# Materials provided:
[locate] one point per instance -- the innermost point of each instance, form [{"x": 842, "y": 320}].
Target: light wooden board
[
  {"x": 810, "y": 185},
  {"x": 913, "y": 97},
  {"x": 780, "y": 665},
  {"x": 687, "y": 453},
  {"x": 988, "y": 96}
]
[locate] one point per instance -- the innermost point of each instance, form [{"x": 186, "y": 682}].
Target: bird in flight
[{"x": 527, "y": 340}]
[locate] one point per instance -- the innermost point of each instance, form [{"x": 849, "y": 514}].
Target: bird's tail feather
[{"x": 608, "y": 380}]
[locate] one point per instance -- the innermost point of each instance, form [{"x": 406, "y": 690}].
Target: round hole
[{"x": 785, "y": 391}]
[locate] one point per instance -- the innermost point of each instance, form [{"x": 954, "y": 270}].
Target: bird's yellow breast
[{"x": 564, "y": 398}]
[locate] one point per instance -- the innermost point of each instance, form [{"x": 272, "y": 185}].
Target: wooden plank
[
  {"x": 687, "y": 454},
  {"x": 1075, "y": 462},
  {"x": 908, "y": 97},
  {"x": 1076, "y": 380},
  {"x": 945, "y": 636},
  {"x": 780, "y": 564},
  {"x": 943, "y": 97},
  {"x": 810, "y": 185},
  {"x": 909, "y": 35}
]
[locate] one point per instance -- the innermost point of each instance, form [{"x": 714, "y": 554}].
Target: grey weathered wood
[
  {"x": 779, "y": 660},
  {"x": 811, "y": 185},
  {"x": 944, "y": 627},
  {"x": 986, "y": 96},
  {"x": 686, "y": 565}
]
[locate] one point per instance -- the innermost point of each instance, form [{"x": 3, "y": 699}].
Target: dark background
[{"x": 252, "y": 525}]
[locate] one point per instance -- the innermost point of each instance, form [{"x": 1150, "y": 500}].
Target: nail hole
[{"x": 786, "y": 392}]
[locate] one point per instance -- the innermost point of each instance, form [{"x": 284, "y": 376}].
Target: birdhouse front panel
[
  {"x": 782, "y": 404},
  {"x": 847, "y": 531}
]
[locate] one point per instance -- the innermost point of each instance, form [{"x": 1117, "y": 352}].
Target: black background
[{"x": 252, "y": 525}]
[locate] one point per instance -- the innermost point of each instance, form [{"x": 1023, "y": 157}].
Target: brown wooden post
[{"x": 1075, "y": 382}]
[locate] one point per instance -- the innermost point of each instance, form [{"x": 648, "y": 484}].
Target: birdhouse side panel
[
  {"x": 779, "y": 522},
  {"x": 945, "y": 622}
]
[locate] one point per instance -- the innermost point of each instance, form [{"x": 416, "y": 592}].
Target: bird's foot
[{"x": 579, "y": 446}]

# Your goal:
Transcribe all the entries, keeping each one exactly as it is.

# Worked solution:
[locate] one point per instance -- the innermost point of each instance, form [{"x": 842, "y": 320}].
Target: light wooden board
[
  {"x": 810, "y": 185},
  {"x": 913, "y": 97},
  {"x": 780, "y": 665},
  {"x": 687, "y": 453},
  {"x": 988, "y": 96}
]
[locate] one point per instance -- the innermost point of each instance, form [{"x": 186, "y": 682}].
Target: bird in flight
[{"x": 527, "y": 340}]
[locate] one point per instance -- the innermost point of each instance, form [{"x": 849, "y": 514}].
Target: bird's tail feather
[{"x": 608, "y": 380}]
[locate] one point per instance -- the innermost point of each instance, form [{"x": 406, "y": 690}].
Target: round hole
[{"x": 785, "y": 391}]
[locate] one point per instance -- the innermost point of each instance, form [{"x": 954, "y": 270}].
Target: bird's yellow breast
[{"x": 564, "y": 398}]
[locate] one point per instance -- the innermost point of each instance, form [{"x": 272, "y": 185}].
Target: wooden plank
[
  {"x": 687, "y": 454},
  {"x": 1075, "y": 462},
  {"x": 908, "y": 97},
  {"x": 1076, "y": 380},
  {"x": 945, "y": 636},
  {"x": 780, "y": 564},
  {"x": 943, "y": 97},
  {"x": 810, "y": 185},
  {"x": 909, "y": 35}
]
[locate] one point per instance -- the innermost point of each instance, form [{"x": 714, "y": 554}].
Target: grey weathered wood
[
  {"x": 779, "y": 660},
  {"x": 811, "y": 185},
  {"x": 944, "y": 627},
  {"x": 986, "y": 96},
  {"x": 686, "y": 565}
]
[locate] one point per instance -- the innermost point of each instance, form [{"x": 3, "y": 699}].
Target: dark background
[{"x": 252, "y": 525}]
[locate] one point per instance -- the innermost point of each instance, form [{"x": 1150, "y": 500}].
Target: nail hole
[{"x": 786, "y": 392}]
[locate] one point per instance -- the innermost point of each instance, form [{"x": 284, "y": 376}].
Target: birdhouse front panel
[
  {"x": 782, "y": 404},
  {"x": 847, "y": 531}
]
[locate] one point per instance -- the innermost point of each instance, form [{"x": 1117, "y": 352}].
Target: black background
[{"x": 252, "y": 525}]
[locate] one point per instance -- the innermost point of each instance, form [{"x": 1023, "y": 157}].
Target: brown wooden post
[{"x": 1075, "y": 382}]
[locate] one point per instance -- the innermost point of each instance, form [{"x": 648, "y": 484}].
Target: birdhouse side panel
[
  {"x": 779, "y": 522},
  {"x": 945, "y": 622}
]
[locate] one point per instance -- the innermost point of each instance, form [{"x": 416, "y": 592}].
Target: bird's foot
[{"x": 579, "y": 446}]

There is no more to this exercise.